■ **TRY IT**
Could you give the records below again exactly, without the pictures?

■ **INFORMATION SUPPLIED**
_ _ _ _ _

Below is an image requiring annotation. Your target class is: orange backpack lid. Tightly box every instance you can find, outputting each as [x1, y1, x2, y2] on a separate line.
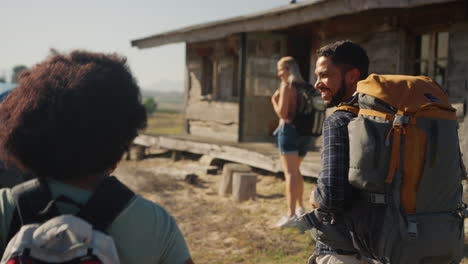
[357, 74, 454, 113]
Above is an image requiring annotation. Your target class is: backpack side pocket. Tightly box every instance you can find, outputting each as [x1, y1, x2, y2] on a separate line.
[348, 117, 392, 193]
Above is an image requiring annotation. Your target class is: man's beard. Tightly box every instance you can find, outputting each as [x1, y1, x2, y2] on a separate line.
[326, 79, 347, 108]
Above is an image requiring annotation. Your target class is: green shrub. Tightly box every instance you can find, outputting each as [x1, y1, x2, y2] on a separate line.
[143, 97, 158, 114]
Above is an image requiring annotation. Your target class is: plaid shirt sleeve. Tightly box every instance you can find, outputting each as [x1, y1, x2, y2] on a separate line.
[313, 111, 355, 212]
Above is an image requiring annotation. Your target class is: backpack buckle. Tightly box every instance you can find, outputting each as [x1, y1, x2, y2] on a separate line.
[407, 221, 418, 239]
[455, 203, 468, 218]
[296, 209, 329, 234]
[368, 193, 387, 204]
[296, 212, 317, 234]
[393, 114, 410, 126]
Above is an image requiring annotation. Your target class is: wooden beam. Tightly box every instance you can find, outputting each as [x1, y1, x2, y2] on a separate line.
[133, 134, 321, 178]
[238, 33, 247, 142]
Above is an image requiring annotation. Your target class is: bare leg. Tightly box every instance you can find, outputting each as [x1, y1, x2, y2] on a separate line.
[280, 153, 303, 217]
[296, 157, 305, 210]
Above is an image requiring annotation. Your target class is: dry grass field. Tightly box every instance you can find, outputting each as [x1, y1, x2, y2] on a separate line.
[115, 156, 316, 264]
[143, 103, 184, 135]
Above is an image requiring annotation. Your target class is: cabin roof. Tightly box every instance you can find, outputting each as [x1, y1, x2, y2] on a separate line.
[131, 0, 456, 49]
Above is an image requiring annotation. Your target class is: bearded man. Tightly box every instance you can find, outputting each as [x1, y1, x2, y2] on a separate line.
[309, 40, 370, 264]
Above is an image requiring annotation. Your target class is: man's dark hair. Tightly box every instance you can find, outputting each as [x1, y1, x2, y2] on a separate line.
[0, 50, 147, 180]
[317, 40, 369, 80]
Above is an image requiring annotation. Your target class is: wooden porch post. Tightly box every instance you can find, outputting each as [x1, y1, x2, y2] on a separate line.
[238, 33, 247, 142]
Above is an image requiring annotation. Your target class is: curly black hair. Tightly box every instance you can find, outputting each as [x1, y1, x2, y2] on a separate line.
[0, 50, 147, 180]
[317, 40, 369, 80]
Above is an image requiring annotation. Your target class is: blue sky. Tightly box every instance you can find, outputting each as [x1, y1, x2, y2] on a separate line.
[1, 0, 293, 90]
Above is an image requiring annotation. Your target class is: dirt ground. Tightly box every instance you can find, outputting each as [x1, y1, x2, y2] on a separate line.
[115, 153, 316, 264]
[114, 153, 468, 264]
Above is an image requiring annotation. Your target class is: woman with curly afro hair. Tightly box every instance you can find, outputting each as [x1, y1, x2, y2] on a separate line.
[0, 51, 193, 264]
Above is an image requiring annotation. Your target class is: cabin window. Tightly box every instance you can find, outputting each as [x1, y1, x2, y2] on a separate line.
[201, 57, 214, 96]
[249, 57, 280, 97]
[216, 56, 238, 101]
[247, 37, 283, 97]
[414, 31, 449, 86]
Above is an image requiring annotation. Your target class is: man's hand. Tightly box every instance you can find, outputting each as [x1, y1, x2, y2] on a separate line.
[310, 188, 319, 209]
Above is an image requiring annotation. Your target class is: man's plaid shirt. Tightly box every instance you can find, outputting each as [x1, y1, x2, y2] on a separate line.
[313, 109, 357, 255]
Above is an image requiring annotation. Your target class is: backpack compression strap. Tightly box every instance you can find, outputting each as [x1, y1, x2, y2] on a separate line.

_ _ _ _ _

■ **OUTPUT**
Below is an image requiring annotation. Your target class is: orange backpack lid. Tightly box every instance you can find, outputting each as [x1, y1, x2, y2] on a separate line.
[357, 74, 454, 113]
Above is an image requiring annotation. Your target class is: backpack side pocket. Tightly box every instance you can find, outputting each as [x1, y1, x2, y2] on a separate line.
[348, 117, 392, 193]
Above is an image requiring annotation. Your target class is: man's beard. Tightly box every instance you can find, outputting each as [x1, y1, x2, y2] on a separate line.
[326, 79, 347, 108]
Above is an image requiring annotation. Your target class is: green shrub. Tightly box every instance you can find, outputting each as [x1, y1, x2, y2] on a separate line.
[143, 97, 158, 114]
Above is an image requiring annotation. Your target class is: plaid shirt sleeve. Tightly box every instance you can find, outputting each as [x1, y1, x2, y2] on a separate line.
[313, 111, 355, 212]
Above is an image requiring annotation. Your target class is: backpack buckle. Tightly box every instance you can find, outputting each as [x1, y1, x2, y2] on a separate line.
[407, 221, 418, 239]
[455, 203, 468, 218]
[296, 209, 329, 234]
[368, 193, 387, 204]
[296, 212, 317, 234]
[393, 114, 410, 126]
Above is an image requiring annotation. Your target class is: wooden beam. Tightly box every instance you can find, outputting each as [x1, y1, x2, y2] on a separate line.
[133, 134, 321, 178]
[238, 33, 247, 142]
Above is an image requiring annotation. Your target class is: bare leg. Tightly box every instance you can find, outputting each as [x1, y1, x2, y2] on a separate line.
[280, 153, 303, 217]
[296, 157, 305, 210]
Above is an image requiring annotation. Your target class is: dry grass field. Tightly box every instance you can find, outputting each as [x1, y1, x2, y2] on a separate line.
[115, 156, 316, 264]
[143, 103, 184, 135]
Above is an image requiring annotation. Your target class is: cabin roof. Tightly box every instance you can find, outputting each as [x1, y1, x2, y2] on a separate line.
[131, 0, 456, 49]
Above is an image requiring annotation. Your target class is: bearded man. Tightly box every instance you can find, outputting each as [x1, y1, x2, y2] on a separate line.
[309, 40, 370, 264]
Above is an image requiring annotation. Your target class is: man's dark hair. Tightly box every instance you can find, outputting each as [x1, y1, x2, y2] on a separate line.
[0, 50, 147, 180]
[317, 40, 369, 80]
Above is an image requiring annotation. Your target class is: wooden porch post. Tightly box every instance you can find, outputting each as [x1, y1, x2, y2] on a separate line.
[238, 33, 247, 142]
Above is an image requiring annotation. Your target class is: curly black hair. Tightly box every instance you can find, outputting each as [x1, y1, x2, y2] on a separate line.
[0, 50, 147, 180]
[317, 40, 369, 80]
Above is an image requiring annotation. Your target class is: blue sky. Tightly box every instance you can find, outputting each as [x1, y1, x2, y2] on a separate line.
[1, 0, 293, 90]
Above is an image requiring annotation. Your target class is: dirt ground. Tightly box every instance you can find, outputting each as [x1, y1, x2, y2] on a separate line.
[115, 153, 316, 264]
[114, 153, 468, 264]
Above is an image requiring annotation. Your target class is: woman with curly afro hair. Tightly box every instance you can find, outputting each as [x1, y1, x2, y2] on a separate line.
[0, 51, 193, 264]
Above is an image requiring annotation. Your target class is: cabin window. Tightly box every instance you can find, outputting each as [x1, y1, x2, y2] on a separate line.
[201, 57, 214, 96]
[249, 57, 280, 97]
[216, 56, 238, 101]
[247, 37, 283, 97]
[414, 31, 449, 86]
Above is an image requiring annotation. Your target class is: man's hand. Tightly box every instance you can find, outputting each as [x1, y1, x2, y2] on a separate line.
[310, 188, 319, 209]
Above is an image requiring annotation. Your target class is: man's plaid shirt. Tightly box every instance you can find, outputting each as [x1, y1, x2, y2] on a separate line.
[313, 109, 357, 255]
Above is an image requiring annotation. Your target class is: backpack compression strap. Tightly box every instance you can find, outputting each as [x1, y1, x2, y2] on a separate line.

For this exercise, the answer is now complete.